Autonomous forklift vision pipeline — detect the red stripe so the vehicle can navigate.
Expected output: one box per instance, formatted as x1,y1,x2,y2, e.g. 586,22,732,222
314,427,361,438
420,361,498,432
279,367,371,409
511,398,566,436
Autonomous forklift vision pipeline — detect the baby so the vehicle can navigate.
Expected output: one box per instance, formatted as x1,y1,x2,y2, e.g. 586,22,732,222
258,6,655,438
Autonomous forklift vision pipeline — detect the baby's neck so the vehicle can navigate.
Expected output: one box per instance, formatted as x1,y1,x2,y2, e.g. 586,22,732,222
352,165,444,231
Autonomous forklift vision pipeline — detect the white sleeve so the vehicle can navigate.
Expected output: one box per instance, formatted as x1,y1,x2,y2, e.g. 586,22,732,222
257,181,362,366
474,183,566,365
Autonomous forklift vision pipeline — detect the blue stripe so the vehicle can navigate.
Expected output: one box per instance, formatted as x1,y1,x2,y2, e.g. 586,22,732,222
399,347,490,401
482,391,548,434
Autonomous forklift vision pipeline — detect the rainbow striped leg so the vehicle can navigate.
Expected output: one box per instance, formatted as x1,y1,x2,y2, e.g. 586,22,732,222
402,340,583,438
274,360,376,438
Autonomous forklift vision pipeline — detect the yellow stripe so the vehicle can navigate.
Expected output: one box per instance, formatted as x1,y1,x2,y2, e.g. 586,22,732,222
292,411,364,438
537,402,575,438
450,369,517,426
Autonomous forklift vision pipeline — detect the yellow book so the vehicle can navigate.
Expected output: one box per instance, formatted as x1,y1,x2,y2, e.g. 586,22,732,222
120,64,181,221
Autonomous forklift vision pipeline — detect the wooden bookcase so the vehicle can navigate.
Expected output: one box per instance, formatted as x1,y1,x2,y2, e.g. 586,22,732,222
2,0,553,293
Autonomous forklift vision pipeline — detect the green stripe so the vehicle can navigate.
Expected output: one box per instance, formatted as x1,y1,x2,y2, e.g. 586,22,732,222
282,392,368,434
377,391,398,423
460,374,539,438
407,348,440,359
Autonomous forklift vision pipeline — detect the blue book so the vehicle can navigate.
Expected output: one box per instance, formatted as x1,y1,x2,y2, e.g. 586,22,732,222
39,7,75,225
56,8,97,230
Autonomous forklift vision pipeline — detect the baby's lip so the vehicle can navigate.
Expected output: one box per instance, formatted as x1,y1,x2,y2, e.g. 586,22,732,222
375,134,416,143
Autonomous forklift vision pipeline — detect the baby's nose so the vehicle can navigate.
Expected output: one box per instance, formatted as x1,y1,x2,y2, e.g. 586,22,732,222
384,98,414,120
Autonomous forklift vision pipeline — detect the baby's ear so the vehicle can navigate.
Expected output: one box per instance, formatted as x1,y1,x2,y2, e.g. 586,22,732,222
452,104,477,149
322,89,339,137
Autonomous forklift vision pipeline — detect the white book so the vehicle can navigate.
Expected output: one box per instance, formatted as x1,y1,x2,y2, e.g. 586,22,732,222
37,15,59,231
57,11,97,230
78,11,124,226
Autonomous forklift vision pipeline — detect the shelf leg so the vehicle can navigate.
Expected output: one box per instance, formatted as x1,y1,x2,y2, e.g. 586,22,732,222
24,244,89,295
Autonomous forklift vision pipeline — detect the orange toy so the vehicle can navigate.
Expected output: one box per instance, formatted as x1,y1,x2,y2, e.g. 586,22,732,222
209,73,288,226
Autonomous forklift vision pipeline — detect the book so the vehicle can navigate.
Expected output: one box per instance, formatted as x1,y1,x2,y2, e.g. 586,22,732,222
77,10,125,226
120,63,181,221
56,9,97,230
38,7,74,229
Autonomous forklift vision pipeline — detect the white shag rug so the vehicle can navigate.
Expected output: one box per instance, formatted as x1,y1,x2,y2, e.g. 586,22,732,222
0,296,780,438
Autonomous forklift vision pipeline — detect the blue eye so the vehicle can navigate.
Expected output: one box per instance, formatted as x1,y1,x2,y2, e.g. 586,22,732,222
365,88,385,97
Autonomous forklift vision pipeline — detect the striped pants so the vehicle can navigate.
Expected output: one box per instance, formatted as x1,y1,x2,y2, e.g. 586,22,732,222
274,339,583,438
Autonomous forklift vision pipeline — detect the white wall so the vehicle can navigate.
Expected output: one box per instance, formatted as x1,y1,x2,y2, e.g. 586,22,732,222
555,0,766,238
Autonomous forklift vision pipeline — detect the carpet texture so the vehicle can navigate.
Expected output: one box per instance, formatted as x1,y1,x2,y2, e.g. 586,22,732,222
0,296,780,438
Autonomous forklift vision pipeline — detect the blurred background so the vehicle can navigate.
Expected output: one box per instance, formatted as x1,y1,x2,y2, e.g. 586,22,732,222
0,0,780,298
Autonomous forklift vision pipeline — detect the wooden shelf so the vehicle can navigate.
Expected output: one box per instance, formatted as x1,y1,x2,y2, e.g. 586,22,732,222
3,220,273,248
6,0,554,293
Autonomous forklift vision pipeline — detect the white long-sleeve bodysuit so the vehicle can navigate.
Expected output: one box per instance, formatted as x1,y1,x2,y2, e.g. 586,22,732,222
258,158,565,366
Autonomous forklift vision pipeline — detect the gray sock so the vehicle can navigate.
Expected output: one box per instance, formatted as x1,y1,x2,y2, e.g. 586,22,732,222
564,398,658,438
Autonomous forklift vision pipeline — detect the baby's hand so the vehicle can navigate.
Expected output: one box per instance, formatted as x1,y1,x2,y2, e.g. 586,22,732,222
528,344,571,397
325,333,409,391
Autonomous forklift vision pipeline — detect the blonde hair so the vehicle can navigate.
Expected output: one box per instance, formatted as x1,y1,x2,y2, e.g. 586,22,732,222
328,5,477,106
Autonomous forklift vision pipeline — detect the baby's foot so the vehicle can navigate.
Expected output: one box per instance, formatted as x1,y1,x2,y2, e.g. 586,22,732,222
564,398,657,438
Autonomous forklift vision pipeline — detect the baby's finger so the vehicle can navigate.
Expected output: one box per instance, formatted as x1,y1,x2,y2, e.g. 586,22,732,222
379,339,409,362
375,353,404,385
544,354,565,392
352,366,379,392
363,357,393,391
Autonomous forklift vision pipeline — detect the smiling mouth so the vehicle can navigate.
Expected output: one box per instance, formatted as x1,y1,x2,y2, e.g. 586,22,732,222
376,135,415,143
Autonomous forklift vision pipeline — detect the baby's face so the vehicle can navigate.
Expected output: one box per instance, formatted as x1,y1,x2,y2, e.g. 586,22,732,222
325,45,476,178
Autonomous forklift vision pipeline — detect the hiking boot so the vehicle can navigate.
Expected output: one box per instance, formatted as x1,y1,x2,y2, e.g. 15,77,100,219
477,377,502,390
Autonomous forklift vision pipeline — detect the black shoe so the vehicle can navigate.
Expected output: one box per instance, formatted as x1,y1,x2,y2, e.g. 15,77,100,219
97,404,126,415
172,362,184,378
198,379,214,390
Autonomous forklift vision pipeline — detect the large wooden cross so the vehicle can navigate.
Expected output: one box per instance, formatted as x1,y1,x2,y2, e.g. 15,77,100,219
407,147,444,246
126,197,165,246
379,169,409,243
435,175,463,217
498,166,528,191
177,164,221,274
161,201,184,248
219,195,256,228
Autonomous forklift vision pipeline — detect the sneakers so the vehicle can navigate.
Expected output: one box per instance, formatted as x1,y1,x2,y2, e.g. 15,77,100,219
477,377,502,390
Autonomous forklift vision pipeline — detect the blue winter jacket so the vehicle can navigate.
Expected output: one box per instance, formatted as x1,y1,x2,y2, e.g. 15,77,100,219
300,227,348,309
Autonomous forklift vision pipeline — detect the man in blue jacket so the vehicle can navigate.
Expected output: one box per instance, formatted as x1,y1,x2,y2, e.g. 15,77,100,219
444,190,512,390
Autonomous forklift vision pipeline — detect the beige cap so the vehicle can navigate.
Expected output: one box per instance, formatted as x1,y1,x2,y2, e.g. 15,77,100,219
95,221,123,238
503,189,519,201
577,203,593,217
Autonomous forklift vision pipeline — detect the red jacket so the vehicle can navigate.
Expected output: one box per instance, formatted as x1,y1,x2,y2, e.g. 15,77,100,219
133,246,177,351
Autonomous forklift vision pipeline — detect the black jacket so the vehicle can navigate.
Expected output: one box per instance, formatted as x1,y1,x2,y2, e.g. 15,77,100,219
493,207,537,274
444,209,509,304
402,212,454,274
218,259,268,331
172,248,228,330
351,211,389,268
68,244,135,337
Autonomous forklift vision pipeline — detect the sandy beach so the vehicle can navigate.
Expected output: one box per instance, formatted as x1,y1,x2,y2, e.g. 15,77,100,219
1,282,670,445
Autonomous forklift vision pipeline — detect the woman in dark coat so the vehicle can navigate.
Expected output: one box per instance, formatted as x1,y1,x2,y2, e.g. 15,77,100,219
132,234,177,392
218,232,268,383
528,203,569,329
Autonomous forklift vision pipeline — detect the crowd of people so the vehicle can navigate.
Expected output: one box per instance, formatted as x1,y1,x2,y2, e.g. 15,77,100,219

- Aim of the task -
Arrange everything in the records from the line containing "Autonomous forklift vision pipeline — detect the white wall" down to the line containing "6,0,554,293", both included, as a Markdown table with the columns No. and Entry, one numbered row per line. Leave out any blank lines.

- The answer -
| No. | Entry |
|---|---|
| 1 | Autonomous forklift vision pipeline — detect the white wall so the vehicle can navigate. |
| 2 | Expected output: one box per instance, formatted as x1,y1,x2,y2, e.g. 586,22,732,222 |
| 3 | 555,0,766,238 |
| 4 | Autonomous forklift vision pipeline — detect the carpet texture so the vehicle can navigate. |
| 5 | Expected output: one box per instance, formatted as x1,y1,x2,y2, e.g. 586,22,732,222 |
| 6 | 0,296,780,438 |
| 7 | Autonomous forklift vision pipeline — detect the blurred background so the vehicle can navigate. |
| 8 | Expected output: one box per instance, formatted as x1,y1,x2,y2, e.g. 586,22,732,222 |
| 9 | 0,0,780,298 |
| 10 | Autonomous forklift vision pipeline — detect the wooden shelf so the vehicle can navigate. |
| 11 | Expected output: one box per instance, formatted as x1,y1,x2,y2, e.g. 586,22,732,222 |
| 12 | 3,220,273,248 |
| 13 | 6,0,554,293 |